What is being asked ▸
Only the lines from the one containing "In the photo above, where can the monkey's pink" to the end of the entries should be written out, each exactly as it stands, both ends included.

Input data ▸
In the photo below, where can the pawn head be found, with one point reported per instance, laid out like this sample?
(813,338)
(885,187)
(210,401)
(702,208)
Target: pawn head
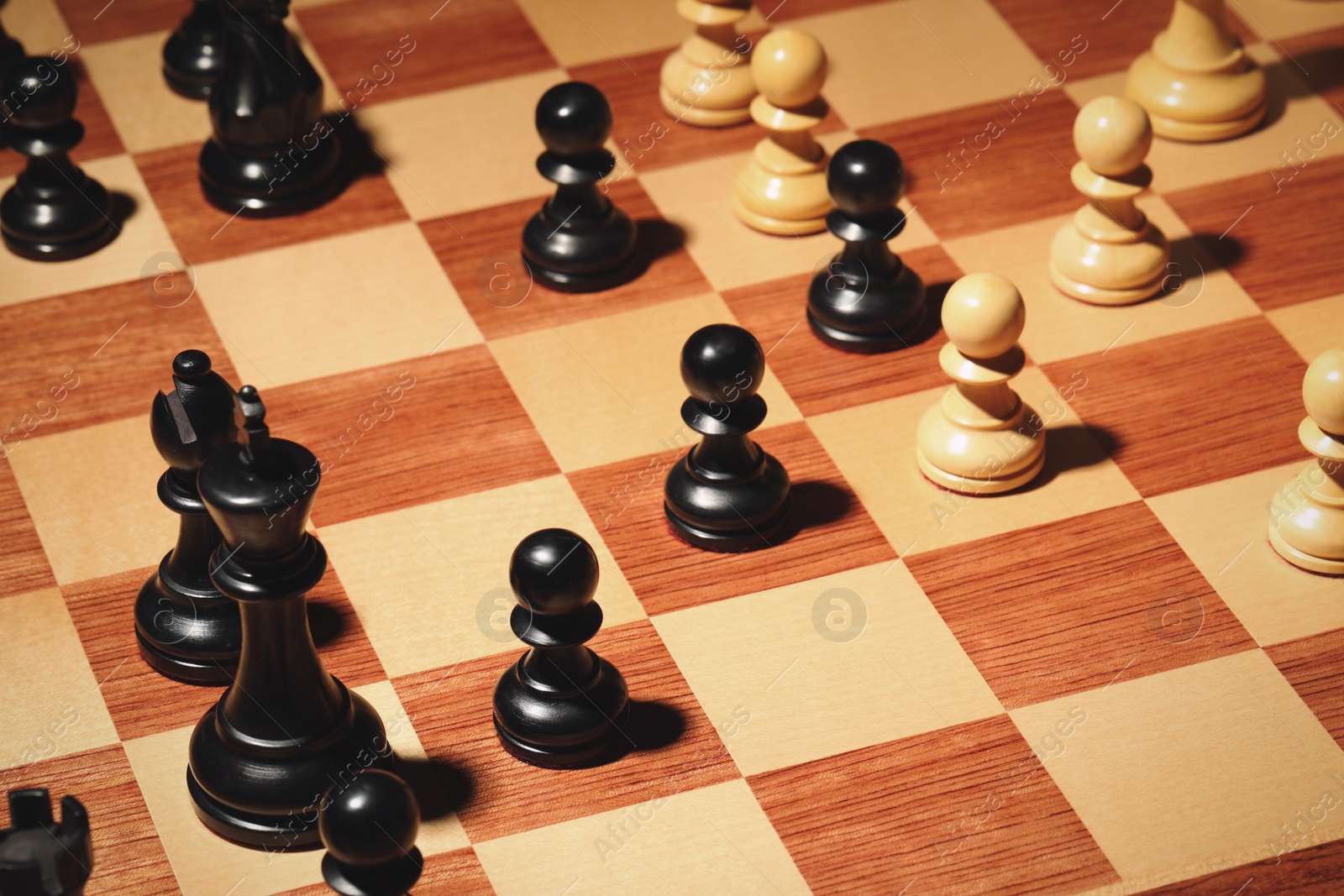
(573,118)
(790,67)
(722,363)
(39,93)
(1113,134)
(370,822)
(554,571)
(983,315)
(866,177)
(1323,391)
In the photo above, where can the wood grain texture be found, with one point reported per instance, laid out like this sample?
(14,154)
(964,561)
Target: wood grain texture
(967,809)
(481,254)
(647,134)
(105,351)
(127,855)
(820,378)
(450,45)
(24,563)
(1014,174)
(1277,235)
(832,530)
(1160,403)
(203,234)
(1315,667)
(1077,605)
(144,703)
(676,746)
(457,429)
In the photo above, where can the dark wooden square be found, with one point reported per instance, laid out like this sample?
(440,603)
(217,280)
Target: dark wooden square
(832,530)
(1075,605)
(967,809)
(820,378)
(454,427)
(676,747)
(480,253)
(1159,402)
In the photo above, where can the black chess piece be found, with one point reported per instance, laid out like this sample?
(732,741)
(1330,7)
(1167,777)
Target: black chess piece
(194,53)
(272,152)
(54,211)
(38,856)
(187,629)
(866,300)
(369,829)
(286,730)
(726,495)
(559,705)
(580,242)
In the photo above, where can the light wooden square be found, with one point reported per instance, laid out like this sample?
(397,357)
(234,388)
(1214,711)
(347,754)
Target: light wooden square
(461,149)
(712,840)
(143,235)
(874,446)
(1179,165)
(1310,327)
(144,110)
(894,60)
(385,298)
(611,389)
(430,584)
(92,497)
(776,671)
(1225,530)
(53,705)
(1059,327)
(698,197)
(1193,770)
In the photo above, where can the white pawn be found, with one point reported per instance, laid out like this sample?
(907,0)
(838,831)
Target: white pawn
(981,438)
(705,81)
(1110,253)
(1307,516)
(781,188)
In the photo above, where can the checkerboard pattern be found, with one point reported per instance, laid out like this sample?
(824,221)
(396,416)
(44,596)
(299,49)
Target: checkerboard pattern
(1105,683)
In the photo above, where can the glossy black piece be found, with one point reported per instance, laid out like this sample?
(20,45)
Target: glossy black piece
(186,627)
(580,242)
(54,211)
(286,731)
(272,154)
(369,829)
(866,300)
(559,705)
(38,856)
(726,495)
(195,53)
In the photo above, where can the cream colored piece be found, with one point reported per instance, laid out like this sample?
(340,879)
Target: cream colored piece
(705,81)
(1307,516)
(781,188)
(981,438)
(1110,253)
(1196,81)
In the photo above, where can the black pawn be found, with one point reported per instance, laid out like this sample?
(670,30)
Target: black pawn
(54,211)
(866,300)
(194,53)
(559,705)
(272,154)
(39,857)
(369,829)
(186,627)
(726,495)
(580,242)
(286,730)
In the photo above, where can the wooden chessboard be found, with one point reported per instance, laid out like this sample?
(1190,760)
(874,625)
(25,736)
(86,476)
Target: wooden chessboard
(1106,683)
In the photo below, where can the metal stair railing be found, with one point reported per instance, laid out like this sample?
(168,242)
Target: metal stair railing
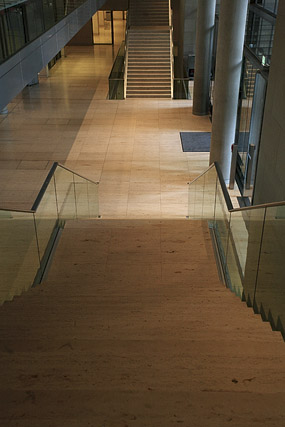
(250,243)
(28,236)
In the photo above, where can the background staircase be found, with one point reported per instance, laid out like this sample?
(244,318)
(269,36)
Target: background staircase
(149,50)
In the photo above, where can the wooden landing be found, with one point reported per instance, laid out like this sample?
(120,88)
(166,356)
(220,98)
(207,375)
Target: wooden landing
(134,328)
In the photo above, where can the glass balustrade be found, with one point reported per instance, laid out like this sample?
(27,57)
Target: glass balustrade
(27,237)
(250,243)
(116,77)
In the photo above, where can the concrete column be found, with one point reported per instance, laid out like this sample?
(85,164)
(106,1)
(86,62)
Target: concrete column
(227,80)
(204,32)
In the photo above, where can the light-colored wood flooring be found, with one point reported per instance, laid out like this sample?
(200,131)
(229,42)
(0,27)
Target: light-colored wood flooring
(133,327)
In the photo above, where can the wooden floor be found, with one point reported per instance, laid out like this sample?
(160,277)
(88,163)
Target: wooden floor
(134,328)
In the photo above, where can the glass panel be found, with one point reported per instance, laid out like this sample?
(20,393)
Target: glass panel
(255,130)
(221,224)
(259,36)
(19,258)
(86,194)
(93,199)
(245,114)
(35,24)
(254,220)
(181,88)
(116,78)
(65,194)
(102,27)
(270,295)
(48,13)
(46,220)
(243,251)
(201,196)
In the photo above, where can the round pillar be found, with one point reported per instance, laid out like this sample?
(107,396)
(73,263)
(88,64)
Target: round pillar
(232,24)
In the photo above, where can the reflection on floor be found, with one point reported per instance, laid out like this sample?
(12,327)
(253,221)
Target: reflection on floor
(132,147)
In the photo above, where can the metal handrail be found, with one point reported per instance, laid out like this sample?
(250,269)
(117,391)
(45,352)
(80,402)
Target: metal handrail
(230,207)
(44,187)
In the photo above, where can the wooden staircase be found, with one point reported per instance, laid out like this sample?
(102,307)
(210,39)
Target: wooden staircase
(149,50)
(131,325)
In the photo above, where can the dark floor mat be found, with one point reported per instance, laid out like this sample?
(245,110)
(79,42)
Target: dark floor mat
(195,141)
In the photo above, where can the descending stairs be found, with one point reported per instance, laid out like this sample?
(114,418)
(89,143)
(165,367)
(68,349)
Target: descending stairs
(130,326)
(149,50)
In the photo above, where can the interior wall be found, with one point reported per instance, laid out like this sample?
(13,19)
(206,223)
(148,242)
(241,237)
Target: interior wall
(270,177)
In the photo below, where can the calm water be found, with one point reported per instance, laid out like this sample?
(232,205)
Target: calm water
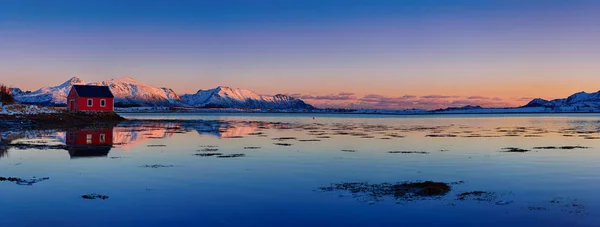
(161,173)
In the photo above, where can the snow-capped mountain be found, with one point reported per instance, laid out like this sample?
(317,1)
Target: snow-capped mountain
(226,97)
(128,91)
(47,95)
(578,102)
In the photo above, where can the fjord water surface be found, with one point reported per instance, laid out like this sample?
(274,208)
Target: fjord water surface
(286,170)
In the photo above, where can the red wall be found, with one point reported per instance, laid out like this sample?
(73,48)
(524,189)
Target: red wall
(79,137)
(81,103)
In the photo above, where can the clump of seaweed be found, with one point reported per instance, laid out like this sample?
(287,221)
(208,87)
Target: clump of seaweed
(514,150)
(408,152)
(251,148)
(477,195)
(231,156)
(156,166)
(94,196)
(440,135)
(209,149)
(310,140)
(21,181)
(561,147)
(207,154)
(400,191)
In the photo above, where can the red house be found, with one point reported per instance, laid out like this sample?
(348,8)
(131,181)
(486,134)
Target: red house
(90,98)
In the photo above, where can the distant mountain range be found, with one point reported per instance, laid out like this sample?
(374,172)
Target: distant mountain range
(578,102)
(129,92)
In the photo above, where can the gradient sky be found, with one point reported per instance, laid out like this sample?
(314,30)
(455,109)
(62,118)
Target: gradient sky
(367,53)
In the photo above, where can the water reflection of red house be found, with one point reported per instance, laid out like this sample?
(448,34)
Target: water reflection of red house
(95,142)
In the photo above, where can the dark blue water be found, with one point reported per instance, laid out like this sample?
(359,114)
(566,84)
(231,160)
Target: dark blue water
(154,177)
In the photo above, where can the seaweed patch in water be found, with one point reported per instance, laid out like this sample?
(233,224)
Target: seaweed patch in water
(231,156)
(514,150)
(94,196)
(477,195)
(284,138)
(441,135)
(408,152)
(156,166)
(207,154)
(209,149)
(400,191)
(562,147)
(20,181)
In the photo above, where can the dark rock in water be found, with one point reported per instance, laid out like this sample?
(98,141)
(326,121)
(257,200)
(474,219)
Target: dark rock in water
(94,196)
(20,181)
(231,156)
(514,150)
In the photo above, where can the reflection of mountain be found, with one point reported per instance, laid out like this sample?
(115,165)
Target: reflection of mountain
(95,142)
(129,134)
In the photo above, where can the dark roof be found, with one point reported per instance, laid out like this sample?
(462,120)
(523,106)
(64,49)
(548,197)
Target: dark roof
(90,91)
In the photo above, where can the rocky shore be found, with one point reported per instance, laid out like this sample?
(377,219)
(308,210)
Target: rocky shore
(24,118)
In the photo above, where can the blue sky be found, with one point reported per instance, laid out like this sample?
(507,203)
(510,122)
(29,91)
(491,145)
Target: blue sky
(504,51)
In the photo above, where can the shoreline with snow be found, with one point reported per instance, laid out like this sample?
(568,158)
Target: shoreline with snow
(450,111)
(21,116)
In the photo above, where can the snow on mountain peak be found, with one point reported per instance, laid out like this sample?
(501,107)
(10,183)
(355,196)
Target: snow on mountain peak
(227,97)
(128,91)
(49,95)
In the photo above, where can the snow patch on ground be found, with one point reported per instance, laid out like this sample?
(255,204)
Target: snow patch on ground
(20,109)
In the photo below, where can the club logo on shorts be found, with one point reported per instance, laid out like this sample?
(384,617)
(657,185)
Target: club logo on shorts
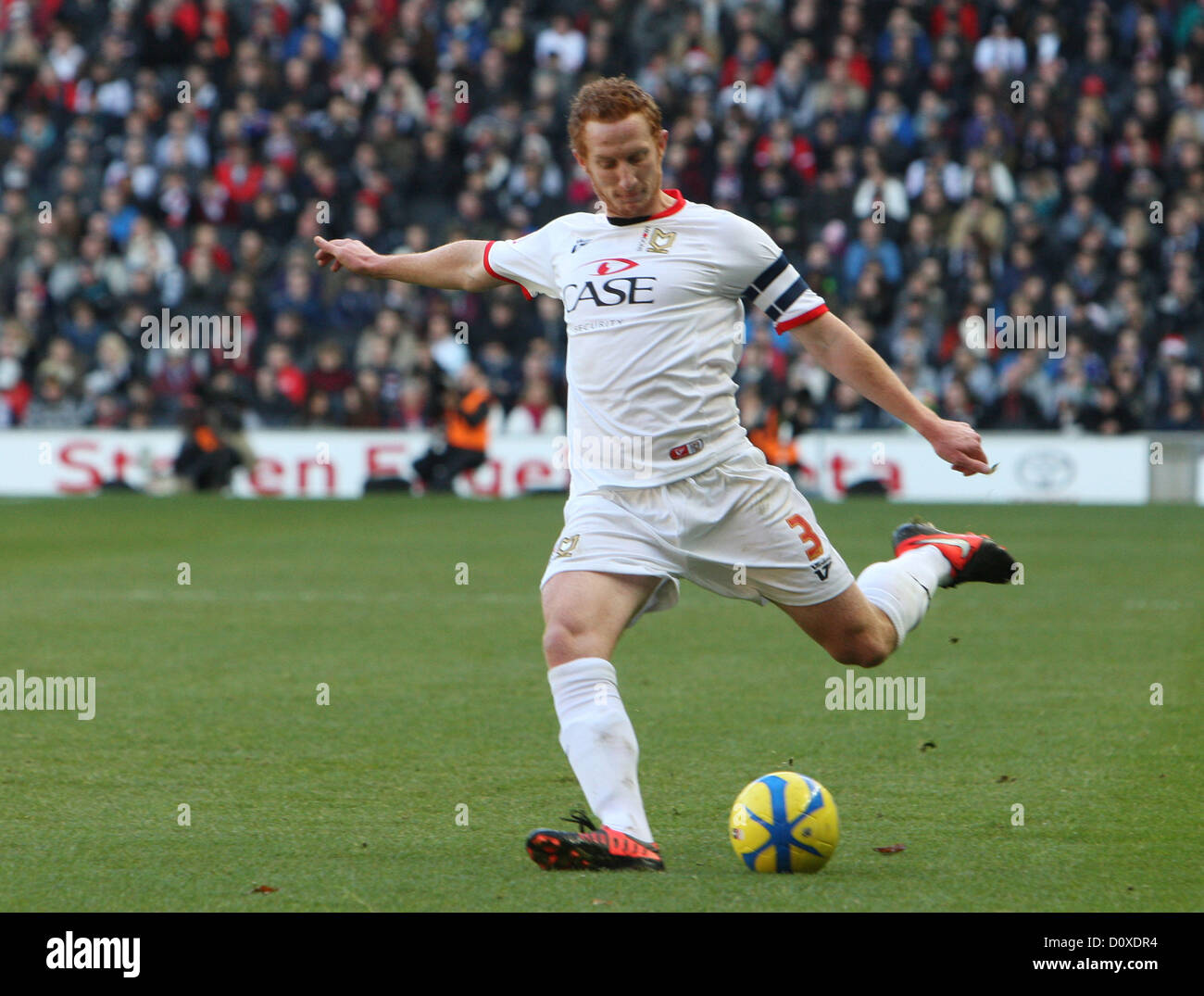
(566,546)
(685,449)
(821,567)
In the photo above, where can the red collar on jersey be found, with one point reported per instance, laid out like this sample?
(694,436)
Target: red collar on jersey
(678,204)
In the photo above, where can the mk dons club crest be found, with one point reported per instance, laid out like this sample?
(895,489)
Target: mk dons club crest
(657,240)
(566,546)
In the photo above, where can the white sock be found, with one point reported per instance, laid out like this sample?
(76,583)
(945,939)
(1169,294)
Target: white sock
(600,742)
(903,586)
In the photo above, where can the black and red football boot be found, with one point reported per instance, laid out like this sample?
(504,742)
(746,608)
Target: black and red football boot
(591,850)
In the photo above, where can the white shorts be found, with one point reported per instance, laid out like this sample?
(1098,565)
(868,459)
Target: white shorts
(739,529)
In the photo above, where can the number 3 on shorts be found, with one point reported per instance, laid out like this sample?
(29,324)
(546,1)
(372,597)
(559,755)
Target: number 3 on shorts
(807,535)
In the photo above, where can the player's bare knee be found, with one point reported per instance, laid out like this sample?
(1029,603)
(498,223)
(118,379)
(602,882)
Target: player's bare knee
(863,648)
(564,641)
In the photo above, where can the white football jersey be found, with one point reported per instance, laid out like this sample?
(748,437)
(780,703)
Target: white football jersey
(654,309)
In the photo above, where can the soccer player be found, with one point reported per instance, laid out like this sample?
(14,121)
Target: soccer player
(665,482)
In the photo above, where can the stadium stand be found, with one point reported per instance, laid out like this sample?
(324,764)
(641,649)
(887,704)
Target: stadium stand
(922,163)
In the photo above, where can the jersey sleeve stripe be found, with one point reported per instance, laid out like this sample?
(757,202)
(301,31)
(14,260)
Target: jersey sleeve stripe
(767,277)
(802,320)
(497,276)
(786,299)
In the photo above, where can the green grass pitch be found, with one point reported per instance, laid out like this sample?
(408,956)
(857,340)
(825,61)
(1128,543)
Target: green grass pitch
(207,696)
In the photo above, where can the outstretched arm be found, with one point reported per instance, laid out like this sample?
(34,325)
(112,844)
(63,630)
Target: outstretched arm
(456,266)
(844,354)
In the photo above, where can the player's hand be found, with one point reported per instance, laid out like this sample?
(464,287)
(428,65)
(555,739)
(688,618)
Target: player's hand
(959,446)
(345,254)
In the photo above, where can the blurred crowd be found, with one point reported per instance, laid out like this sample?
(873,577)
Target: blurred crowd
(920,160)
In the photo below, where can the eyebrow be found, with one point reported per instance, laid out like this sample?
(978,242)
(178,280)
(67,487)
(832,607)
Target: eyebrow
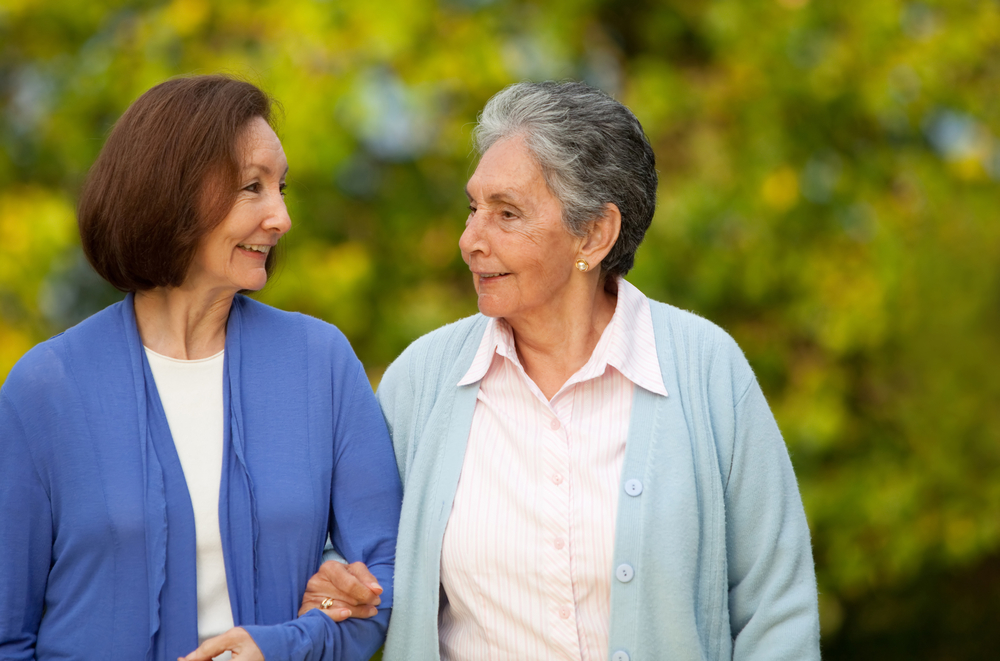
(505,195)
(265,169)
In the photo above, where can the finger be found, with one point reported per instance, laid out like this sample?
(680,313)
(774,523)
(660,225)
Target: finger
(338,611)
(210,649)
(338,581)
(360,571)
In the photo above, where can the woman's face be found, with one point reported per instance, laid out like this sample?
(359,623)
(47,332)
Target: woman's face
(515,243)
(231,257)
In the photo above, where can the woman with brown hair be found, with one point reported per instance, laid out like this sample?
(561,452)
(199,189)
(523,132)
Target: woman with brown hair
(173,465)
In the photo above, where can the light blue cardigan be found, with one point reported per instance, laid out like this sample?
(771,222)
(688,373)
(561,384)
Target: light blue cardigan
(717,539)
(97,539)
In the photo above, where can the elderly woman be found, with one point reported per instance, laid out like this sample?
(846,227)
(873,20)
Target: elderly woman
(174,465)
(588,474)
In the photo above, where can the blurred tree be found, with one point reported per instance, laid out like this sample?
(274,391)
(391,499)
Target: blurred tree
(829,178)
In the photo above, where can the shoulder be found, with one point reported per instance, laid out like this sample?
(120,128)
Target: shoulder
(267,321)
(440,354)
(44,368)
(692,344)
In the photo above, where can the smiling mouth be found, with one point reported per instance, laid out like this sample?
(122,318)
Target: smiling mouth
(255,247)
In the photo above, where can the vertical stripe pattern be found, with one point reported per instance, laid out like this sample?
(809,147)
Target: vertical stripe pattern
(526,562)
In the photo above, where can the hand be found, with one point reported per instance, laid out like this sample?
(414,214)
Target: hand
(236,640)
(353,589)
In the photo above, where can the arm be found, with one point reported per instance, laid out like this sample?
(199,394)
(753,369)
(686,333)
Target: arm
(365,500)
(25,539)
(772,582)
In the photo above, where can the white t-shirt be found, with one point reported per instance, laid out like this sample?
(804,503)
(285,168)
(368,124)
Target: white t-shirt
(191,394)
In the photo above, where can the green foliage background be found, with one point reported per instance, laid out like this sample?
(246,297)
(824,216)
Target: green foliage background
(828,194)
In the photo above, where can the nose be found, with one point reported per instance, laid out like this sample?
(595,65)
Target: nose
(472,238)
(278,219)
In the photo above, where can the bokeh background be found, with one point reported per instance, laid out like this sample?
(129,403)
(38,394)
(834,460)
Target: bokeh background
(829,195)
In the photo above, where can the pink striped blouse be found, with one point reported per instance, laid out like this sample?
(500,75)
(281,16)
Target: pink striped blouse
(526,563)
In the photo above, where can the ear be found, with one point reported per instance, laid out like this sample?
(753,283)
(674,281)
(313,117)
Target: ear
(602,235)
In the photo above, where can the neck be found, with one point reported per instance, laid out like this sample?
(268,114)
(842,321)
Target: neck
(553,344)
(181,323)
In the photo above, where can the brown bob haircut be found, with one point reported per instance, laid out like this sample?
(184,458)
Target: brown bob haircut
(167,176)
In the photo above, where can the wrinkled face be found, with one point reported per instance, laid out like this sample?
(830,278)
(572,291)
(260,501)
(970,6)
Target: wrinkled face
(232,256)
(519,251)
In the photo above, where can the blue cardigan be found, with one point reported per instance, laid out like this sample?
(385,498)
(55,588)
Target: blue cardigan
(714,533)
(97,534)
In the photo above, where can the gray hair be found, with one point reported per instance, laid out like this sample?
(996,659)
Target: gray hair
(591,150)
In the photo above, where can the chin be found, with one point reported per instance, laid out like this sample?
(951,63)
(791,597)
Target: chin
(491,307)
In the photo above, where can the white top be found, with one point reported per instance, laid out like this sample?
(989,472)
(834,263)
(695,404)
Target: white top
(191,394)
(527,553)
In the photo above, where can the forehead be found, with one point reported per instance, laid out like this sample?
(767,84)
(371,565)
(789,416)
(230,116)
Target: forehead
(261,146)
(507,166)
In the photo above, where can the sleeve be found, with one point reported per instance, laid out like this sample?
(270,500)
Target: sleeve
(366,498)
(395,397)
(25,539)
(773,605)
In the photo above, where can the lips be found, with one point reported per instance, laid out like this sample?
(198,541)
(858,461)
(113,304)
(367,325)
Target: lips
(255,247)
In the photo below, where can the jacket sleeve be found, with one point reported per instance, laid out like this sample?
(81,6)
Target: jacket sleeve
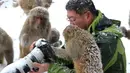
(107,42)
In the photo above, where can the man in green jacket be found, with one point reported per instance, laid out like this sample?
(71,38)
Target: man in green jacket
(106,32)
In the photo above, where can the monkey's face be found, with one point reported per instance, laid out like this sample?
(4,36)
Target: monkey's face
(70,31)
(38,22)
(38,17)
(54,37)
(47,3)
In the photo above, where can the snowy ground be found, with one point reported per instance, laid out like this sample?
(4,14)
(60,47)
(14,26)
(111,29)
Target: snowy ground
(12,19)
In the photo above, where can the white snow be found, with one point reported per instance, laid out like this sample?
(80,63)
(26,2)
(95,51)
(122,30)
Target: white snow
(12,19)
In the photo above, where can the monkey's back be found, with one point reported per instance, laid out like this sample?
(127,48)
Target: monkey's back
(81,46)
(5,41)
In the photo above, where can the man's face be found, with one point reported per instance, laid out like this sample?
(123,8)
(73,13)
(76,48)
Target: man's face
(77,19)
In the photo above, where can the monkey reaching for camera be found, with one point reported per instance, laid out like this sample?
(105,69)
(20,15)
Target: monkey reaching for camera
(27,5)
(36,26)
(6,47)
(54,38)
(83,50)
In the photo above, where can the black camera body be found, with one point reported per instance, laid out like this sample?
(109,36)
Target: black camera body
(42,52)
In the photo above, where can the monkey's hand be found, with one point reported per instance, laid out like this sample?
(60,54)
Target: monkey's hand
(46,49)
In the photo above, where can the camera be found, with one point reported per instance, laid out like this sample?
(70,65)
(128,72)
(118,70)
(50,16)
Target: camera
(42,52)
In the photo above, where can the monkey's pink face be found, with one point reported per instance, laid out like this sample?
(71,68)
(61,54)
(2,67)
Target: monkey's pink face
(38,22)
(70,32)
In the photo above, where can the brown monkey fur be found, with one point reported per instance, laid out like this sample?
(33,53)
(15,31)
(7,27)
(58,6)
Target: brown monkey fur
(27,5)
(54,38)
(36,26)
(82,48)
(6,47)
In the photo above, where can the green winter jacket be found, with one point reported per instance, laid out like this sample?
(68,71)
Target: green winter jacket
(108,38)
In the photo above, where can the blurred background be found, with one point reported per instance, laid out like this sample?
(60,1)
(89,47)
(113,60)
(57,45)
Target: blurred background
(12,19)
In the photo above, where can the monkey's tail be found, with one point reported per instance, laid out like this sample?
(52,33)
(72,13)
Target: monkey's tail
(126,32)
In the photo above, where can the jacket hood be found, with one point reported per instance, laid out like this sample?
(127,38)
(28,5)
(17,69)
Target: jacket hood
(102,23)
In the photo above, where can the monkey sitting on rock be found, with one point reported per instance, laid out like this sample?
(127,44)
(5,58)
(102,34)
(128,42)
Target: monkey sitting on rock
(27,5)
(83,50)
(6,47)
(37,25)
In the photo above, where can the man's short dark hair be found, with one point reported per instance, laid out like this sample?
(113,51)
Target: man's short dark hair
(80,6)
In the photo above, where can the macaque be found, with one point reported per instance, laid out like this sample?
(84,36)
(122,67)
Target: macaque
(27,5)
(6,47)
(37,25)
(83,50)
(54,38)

Response to this task ▸
In the photo above, where can the monkey's pink face be found, with one point reported per instance, laid out like this sample?
(71,68)
(61,54)
(2,67)
Target: monkey's pink face
(38,22)
(70,32)
In the photo above, where can the brown monkey fur be found, with one point reported per instance, laid out like this sample?
(33,53)
(15,31)
(7,27)
(58,6)
Target: brown monkey fur
(27,5)
(54,38)
(36,26)
(82,48)
(6,47)
In the photo above, where can the green winter jacket be found, with one point reported per instance, laid out like this sample?
(68,71)
Target: green winter jacket
(108,38)
In the photo above, where can the blurred background be found, with one point reported per instance, laid out like this sample?
(60,1)
(89,47)
(113,60)
(57,45)
Target: blurred background
(12,19)
In the photo above, where can the monkey's tail be found, with one point reported per instance, laid out like this sample?
(52,33)
(72,13)
Target: monkey's tail
(126,32)
In the photo above, where can the jacket hood be found, with one point reported per instance, laid out like this sample?
(127,38)
(28,5)
(17,69)
Target: jacket hood
(102,23)
In the photo above, where can the monkey sitting on rock be found, with one point reported per instance, laid out like this sample?
(127,44)
(5,58)
(102,34)
(128,42)
Target: monkey sitting on rock
(27,5)
(83,50)
(6,47)
(37,25)
In the photo above, where can the man's short dark hair be found, with one point reported per instance, laid out like this sample?
(113,51)
Target: man's short dark hair
(80,6)
In the photo above, where can the macaque be found, with one point reported per instance, laid out like this sample?
(84,36)
(122,67)
Target: macaque
(27,5)
(6,47)
(37,25)
(83,50)
(54,38)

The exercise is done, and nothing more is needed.